Given records:
________________________
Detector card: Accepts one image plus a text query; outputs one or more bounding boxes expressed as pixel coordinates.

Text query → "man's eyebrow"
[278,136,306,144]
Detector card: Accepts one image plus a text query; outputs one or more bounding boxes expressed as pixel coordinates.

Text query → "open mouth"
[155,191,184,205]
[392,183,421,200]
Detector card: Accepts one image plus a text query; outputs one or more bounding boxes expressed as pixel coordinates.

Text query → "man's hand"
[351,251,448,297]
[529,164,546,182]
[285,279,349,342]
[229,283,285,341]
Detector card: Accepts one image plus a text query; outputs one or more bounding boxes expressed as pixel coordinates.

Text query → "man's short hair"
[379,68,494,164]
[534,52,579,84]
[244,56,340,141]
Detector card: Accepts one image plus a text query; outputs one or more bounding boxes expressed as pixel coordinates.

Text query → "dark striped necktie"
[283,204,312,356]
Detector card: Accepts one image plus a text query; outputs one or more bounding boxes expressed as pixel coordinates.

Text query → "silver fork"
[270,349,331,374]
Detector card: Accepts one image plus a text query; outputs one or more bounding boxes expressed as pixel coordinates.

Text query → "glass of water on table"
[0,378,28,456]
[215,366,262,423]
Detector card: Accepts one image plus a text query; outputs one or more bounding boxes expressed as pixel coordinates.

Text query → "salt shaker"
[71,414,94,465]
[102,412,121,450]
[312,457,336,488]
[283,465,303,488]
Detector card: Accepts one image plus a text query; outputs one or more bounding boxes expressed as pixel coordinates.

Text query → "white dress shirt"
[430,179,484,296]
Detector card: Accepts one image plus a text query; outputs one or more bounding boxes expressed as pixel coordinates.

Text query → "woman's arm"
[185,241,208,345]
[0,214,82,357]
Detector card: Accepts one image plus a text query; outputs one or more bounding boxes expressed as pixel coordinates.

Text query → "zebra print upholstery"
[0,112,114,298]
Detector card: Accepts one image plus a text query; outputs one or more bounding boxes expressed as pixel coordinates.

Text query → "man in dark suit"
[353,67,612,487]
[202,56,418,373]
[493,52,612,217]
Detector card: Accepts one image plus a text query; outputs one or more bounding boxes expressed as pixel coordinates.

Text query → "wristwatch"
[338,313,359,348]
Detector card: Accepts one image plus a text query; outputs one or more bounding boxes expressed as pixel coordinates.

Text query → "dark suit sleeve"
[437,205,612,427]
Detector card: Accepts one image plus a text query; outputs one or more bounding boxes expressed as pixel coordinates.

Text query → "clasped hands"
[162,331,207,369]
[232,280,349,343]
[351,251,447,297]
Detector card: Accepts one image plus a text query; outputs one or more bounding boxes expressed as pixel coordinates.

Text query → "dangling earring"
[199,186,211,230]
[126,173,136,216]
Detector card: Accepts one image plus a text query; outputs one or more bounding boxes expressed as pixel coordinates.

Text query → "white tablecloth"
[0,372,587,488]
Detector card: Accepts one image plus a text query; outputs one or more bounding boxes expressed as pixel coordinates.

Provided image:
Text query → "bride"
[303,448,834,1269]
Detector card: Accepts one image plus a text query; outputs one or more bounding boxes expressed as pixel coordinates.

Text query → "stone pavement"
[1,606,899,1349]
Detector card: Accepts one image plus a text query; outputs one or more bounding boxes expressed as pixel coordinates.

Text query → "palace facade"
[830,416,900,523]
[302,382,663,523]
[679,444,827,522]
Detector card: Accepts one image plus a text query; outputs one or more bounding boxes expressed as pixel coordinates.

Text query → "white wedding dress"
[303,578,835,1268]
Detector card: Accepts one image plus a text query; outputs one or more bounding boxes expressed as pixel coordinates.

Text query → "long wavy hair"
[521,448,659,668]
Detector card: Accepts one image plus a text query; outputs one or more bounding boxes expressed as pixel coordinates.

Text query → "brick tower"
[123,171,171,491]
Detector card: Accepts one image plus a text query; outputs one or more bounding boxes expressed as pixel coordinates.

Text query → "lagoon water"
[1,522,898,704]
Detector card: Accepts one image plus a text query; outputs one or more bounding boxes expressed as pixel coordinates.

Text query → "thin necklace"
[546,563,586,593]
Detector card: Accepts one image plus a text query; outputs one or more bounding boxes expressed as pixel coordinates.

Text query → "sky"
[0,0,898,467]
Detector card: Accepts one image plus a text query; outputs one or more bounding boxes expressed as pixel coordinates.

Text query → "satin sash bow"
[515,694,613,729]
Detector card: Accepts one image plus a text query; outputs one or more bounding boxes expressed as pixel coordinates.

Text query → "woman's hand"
________________________
What the exercise asks: All the lines above are to be copied exactly, with none left out.

Completed exercise:
Detector card: Accepts one image plus a text query; outputs one or more bounding boxes expressed as pixel coordinates.

Text query → "man's eyebrow"
[278,136,306,144]
Detector card: Accepts one image plus a text query; outputs one or more bounding boxes expressed as pixel coordinates.

Text query → "open mouth"
[155,191,184,205]
[392,183,421,200]
Detector card: Accepts one image plus a text query; outputs one or more bounding boxes expressed as pixel coordinates.

Text query → "man's hand"
[351,251,448,297]
[529,164,546,182]
[285,279,349,342]
[229,283,285,341]
Detector card: Accepts one image plus a text query; outputs one or more bounding boxes expressed as pixel coordinates.

Text query → "man's short hair"
[379,68,494,164]
[534,52,579,84]
[244,56,340,141]
Detector card: Accepts one image plus a text query; outputs one or more bounding boxes expressed as pixel coordinates.

Text query → "dark striped necktie"
[283,204,312,356]
Detector card: Accepts one image plus a text query; outputs one or more bounding boxes expressed as pixel coordinates.

Text query → "silver fork"
[270,349,331,374]
Detector card: Accepts one image plus a text query; outputs one or more bounding boxes expressed as pixel coordinates.

Text query → "glass of water on table"
[0,378,28,456]
[215,366,262,423]
Detector card: Accepts one image plus a text query; outputs one or more bounding boxes expressed as pixel coordinates.

Text query → "salt shaker"
[71,414,94,465]
[102,412,121,450]
[312,457,336,488]
[283,465,303,488]
Detector card: Accepts one image plus a text query; outputs one or more bounding boxes expressed as pixel coordinates.

Text query → "white dress shirt"
[430,179,484,296]
Detector card: Accepts one image plus a text query; outputs one or more bounding boxes expressed as pixel coordinates.

Text query → "woman's arm"
[185,241,208,345]
[0,214,82,357]
Detector card: Accepts one image plus a text query; outputs one or more bounding boxes expressed as pixel coordinates.

Text query → "zebra print upholstery"
[0,112,114,298]
Detector card: Accepts one image plus a text query; outputs one or more bounding boxes expressed as pixel coordinates.

Text query → "man in dark suit"
[353,67,612,487]
[202,56,418,373]
[493,52,612,217]
Detector card: Accepts one image plus a text query; outputs one or more bounding boxes expressed as pixel coordinates.

Text query → "wristwatch"
[338,313,359,348]
Detector card: Accepts one image plus a text query; outputs one or more bounding boxes expressed as pixel coordinates.

Text query → "dark suit sleeve"
[437,205,612,427]
Detector card: Accepts one image plus a text query; outputs one or more bounding boxes expressed as pixel coordinates.

Text query → "clasped hands"
[162,331,207,369]
[232,280,349,343]
[351,251,447,297]
Detector card: Accepts one image plus a text query; outputs one or more bounding boxes expressed as pixel coordinates.

Text query → "dangling earring"
[199,186,211,230]
[126,173,136,216]
Detector card: Accepts one image plus a text query; outputs one or more bounding boxes expressed as pixel coordinates.

Text query → "white tablecloth"
[0,372,587,488]
Detector card: Accepts one image plus a text query; outputs one or more bounding boxes expressed as pixel coordinates.

Provided image:
Text query → "bride"
[303,448,834,1269]
Detector card: Accepts one image plus a text query; outputs one or more bounding boxes expressed as pixel coordinates.

Text query → "stone pavement"
[1,606,899,1349]
Detector card: Accepts one image plus a text query; outputs one or more bounding boxes expressed as pixel coordinates.

Text query → "palace facade"
[830,416,900,523]
[302,382,663,523]
[679,444,827,522]
Detector card: Accepts one image plus a text query; outputs one or more bounding boxes expressed as pixel coordinates.

Text query → "white wedding dress"
[303,578,835,1268]
Detector card: Accepts one image plus a text query; outputs one or more bounding boxes expressed as pixel coordinates.

Text query → "long wavy hair"
[521,448,659,668]
Detector card: Accepts one image plus a text query; outputs one or more bounding boxes expressed as pixel coordinates.

Text query → "brick tower"
[123,171,171,491]
Detector card: Accepts one image plus a text query; outputs one or more bounding boxes expressed as pixel coordinates.

Text query → "lagoon water"
[1,522,898,704]
Detector card: Accepts one image plus a text query; outputs one or more bounding boxes expressed as pixel coordinates.

Text query → "thin necklace"
[546,563,586,593]
Detector card: Accepts one image plus a text query; outputs one or more bounding boxes expressed as pixel coordinates.

Text query → "sky"
[0,0,898,467]
Detector card: Accepts one image plus a text query; outputs one or more bounding boxes expressed as pixel coordinates.

Text query → "satin sash bow"
[515,694,613,729]
Detector card: Accepts one image plus a text query; outputs one or more bounding boxes expressed as pixel coordinates.

Text query → "woman's hand"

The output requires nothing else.